━━ Excerpted records

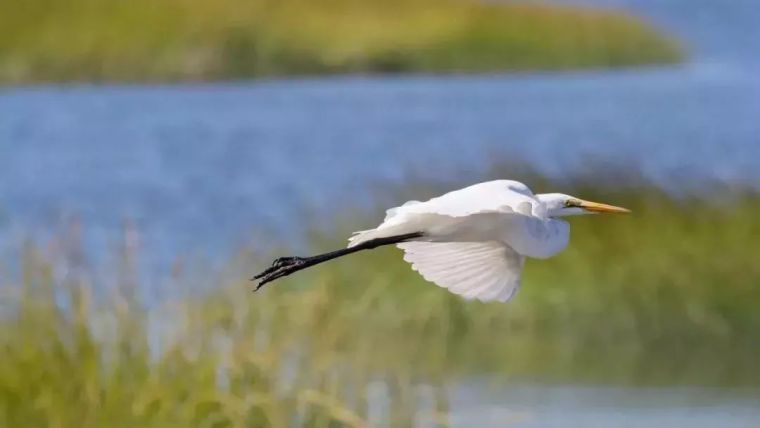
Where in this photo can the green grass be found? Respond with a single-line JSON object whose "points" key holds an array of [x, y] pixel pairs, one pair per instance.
{"points": [[666, 295], [168, 40]]}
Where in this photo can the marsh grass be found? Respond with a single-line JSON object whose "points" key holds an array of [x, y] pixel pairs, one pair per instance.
{"points": [[667, 295], [139, 40]]}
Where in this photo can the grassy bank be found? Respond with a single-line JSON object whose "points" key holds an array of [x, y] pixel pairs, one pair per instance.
{"points": [[144, 40], [667, 295]]}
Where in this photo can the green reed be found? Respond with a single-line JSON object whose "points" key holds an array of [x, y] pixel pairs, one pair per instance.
{"points": [[666, 295], [168, 40]]}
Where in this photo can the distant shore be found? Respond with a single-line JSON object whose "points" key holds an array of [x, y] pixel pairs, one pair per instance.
{"points": [[179, 40]]}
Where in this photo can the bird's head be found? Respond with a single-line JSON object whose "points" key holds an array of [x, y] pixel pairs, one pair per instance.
{"points": [[561, 205]]}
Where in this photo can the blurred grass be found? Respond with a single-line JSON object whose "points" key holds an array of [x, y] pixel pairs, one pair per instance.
{"points": [[667, 295], [138, 40]]}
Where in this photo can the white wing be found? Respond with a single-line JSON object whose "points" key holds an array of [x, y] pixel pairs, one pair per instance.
{"points": [[501, 210], [503, 196], [486, 271]]}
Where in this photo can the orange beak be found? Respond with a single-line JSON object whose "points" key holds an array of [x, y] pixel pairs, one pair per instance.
{"points": [[596, 207]]}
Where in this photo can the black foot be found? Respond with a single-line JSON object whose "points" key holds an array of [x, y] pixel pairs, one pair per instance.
{"points": [[282, 266]]}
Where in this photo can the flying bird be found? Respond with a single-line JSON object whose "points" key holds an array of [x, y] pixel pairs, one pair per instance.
{"points": [[472, 241]]}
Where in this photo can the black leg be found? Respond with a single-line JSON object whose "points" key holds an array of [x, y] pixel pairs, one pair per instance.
{"points": [[285, 266]]}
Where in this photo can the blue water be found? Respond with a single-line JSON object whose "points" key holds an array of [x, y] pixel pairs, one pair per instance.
{"points": [[198, 168]]}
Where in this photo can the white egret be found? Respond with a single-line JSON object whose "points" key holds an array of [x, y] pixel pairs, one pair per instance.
{"points": [[472, 241]]}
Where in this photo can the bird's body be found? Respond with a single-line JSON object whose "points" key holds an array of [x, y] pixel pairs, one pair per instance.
{"points": [[472, 241]]}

━━━━

Repeat each record as given. No picture belongs in the copy.

> [Result of the task]
Where in this photo can the green grass be found? Respond with a single-line JSON object whose "points" key holds an array of [x, y] pixel pairs, one pair per instance.
{"points": [[666, 295], [168, 40]]}
Where in this photo can the marsh grass be found? Respond with a single-line JSON object whose "points" key holds an array of [x, y] pixel pairs, one pair per instance.
{"points": [[667, 295], [139, 40]]}
Where in this photo can the grassy bank be found? Respond with a single-line JSON object whose "points" key holds an array of [x, y] pixel pairs, one pair per instance.
{"points": [[144, 40], [667, 295]]}
Where in this photo can the green reed be found? Respond with a single-line JSON object whose "points" key holds an array of [x, y] pixel pairs, one pair per instance.
{"points": [[666, 295], [168, 40]]}
Where in this photo can the distant shore be found? Respond with a single-line JSON object whose "points" key holds an array of [x, y] pixel pairs, one pair per instance.
{"points": [[179, 40]]}
Where in this photo can the bird's head be found? Respond with a single-line JSON object whose "points" key holds an array of [x, y] pixel pairs, one pair per instance.
{"points": [[561, 205]]}
Where in this photo can the blurred grass be found? Respond with a single-line JSON object whose "points" key holds an array of [x, y] pixel pairs, one pair per instance.
{"points": [[667, 295], [138, 40]]}
Where in this photo can the white wing be found? Respond with a single-line JSON object whose "points" key holds an array of [x, y] pixel pairs, one pair per instance.
{"points": [[501, 210], [503, 196], [486, 271]]}
Where in this photo can the orange beak be found? Respond with a single-line JSON object whose "points" key holds an array of [x, y] pixel pairs, one pair per instance.
{"points": [[596, 207]]}
Where in this photo can the black foot be found? Respond with a single-line JSON object whose "points" key holds an array of [x, y] pixel pairs, one pair per instance.
{"points": [[282, 266]]}
Where in this photo can the flying bird be found? Respond with a single-line JSON object whose "points" key holds an array of [x, y] pixel pairs, one pair per instance.
{"points": [[472, 241]]}
Where in this photo can the black leg be found? Respond with a single-line JSON object whose "points" key holds an array of [x, y] pixel pairs, one pair per instance.
{"points": [[285, 266]]}
Where in this photo can the blue water be found? Respond with a single-line JSON object whose "points" key holds an array of [x, y] pixel pairs, one pair per instance.
{"points": [[198, 168]]}
Where in this photo can the white egret be found? Respond with a single-line JSON object whose "points" key holds an array of [x, y] pixel pairs, one pair per instance.
{"points": [[472, 241]]}
Where in this photo can the bird's body be found? Respond with a single-line JSON object whose "points" key holds an array of [x, y] pixel pairs, one pair per instance.
{"points": [[472, 241]]}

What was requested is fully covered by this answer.